# Text shown
Kansas enacted what may be the most sweeping transgender bathroom law in the US on Thursday after Republican lawmakers overrode the Democratic governor’s veto of the measure.
The state’s governor, Laura Kelly, had blocked the bill, suggesting it was discriminatory and would hurt the state’s ability to attract businesses. But supporters had exactly the two-thirds majority they needed to pass the new law, which will take effect 1 July.
The legislation comes as conservative states across the US crackdown on trans rights with extreme laws restricting bathroom access and banning gender-affirming care to minors, and severely restricting such treatment for adults. In Montana, Republicans barred a trans lawmaker from the statehouse floor after she told them they would have “blood on your hands” if they voted to ban gender-affirming medical care for trans children.
Kansas joins at least eight others states that have enacted laws preventing trans people from using the restrooms associated with their gender identities. Most of the laws apply to schools, but the Kansas legislation applies also to locker rooms, prisons, domestic violence shelters and rape crisis centers. It is not clear how the new law will be enforced.
Jenna Bellemere, a 20-year-old trans University of Kansas student said the new law would make things “much more complicated and risky and unnecessarily difficult”.
“When I go out in public, like I’m at a restaurant or up on campus or whatever, and I need to go to the bathroom, there’s definitely going to be a voice in my head that says, ‘Am I going to get harassed for that?’” Bellemere said.
Republican legislators argued that they’re responding to concerns about trans women sharing bathrooms, locker rooms and other spaces with cisgender women and girls. They repeatedly promised that the bill would prevent that.
The Kansas house speaker, Dan Hawkins, told GOP colleagues after the vote that the override was “truly the icing on the cake” among conservative policy victories this year and said that he was “just giddy”.
The Kansas law is different than most other states’ laws in that it legally defines male and female based on the sex assigned at birth and declares that “distinctions between the sexes” in bathrooms and other spaces serves “the important governmental objectives” of protecting “health, safety and privacy”. Earlier this week, North Dakota enacted a law that prohibits trans children and adults from having access to bathrooms, locker rooms or showers in dormitories of state-run colleges and correctional facilities.

# Tasks to perform
A – Answer the following questions about the Kansas article, each on its own line:
(i) On what date will the new Kansas law take effect?
(ii) Besides schools, which places does the Kansas legislation apply to?
(iii) Who is the Kansas house speaker quoted after the vote?
B – Reproduce the Kansas article word for word from "The Kansas law" up to and including "and correctional facilities.".

# Record extracts
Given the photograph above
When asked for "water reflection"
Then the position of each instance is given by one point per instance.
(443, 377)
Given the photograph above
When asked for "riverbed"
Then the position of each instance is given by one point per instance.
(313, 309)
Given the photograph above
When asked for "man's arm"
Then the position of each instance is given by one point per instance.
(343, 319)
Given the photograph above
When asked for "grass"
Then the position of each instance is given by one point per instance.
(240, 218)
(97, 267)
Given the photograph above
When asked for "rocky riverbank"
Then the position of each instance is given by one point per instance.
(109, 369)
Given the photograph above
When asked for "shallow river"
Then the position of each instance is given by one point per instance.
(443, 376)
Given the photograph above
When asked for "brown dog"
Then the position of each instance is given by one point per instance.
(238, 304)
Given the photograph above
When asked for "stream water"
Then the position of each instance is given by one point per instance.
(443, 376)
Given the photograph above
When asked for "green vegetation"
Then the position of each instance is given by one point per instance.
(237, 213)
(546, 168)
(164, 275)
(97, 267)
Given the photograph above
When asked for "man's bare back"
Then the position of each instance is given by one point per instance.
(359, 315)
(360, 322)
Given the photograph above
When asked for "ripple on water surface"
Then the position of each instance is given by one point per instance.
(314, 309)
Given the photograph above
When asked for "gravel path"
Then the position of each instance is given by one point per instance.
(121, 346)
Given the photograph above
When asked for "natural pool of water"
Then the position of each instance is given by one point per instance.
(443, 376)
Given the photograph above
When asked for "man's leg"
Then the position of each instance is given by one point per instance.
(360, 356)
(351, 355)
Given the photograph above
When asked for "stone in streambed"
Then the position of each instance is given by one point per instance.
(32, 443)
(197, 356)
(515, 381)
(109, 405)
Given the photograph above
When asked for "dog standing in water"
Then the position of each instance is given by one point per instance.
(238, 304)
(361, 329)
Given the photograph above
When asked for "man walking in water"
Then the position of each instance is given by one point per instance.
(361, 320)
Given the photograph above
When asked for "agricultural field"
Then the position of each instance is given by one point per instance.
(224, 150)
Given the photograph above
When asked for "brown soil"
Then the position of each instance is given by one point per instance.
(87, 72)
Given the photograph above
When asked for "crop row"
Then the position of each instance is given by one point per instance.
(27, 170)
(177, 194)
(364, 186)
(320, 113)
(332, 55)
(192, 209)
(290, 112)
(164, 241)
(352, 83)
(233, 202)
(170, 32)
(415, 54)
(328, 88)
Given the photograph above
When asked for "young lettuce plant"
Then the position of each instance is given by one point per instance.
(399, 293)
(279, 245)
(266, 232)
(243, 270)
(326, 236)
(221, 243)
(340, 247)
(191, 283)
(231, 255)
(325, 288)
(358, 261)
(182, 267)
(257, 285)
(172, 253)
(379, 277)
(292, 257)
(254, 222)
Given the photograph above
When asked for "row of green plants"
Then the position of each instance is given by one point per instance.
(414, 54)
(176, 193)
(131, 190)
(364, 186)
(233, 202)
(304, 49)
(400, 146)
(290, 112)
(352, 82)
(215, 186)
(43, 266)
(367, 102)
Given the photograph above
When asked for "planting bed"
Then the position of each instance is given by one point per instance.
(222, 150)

...

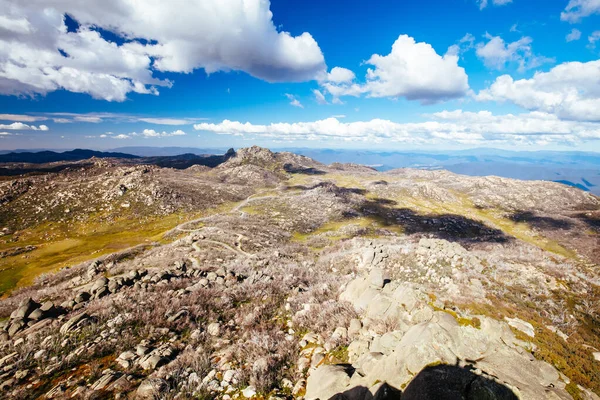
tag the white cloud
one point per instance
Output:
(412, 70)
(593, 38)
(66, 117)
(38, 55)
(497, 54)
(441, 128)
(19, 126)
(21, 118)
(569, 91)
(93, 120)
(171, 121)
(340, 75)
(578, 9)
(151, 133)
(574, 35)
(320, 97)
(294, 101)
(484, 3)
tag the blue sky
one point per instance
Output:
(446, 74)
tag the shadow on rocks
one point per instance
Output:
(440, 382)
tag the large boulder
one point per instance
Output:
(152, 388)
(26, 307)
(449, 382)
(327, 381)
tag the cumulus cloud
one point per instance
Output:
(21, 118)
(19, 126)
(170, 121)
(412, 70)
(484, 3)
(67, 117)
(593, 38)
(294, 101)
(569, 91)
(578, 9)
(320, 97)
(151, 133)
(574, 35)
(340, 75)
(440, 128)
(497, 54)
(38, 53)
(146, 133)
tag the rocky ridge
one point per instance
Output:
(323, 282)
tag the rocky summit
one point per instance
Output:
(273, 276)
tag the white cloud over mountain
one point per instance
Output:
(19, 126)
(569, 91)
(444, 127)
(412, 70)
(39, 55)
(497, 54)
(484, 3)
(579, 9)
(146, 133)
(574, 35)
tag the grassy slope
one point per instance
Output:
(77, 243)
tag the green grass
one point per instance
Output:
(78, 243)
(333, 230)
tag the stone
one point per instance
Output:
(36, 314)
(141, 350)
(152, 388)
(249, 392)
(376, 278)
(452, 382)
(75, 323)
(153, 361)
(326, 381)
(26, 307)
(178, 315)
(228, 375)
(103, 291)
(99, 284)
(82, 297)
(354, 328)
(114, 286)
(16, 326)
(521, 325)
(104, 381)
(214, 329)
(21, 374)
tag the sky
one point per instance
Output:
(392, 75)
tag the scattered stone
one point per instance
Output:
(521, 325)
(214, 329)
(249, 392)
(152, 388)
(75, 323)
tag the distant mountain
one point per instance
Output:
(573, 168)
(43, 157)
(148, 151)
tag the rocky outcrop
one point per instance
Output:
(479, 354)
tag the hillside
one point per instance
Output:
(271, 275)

# Responses for each task
A –
(i) 1 July
(ii) Locker rooms, prisons, domestic violence shelters and rape crisis centers
(iii) Dan Hawkins

B –
The Kansas law is different than most other states’ laws in that it legally defines male and female based on the sex assigned at birth and declares that “distinctions between the sexes” in bathrooms and other spaces serves “the important governmental objectives” of protecting “health, safety and privacy”. Earlier this week, North Dakota enacted a law that prohibits trans children and adults from having access to bathrooms, locker rooms or showers in dormitories of state-run colleges and correctional facilities.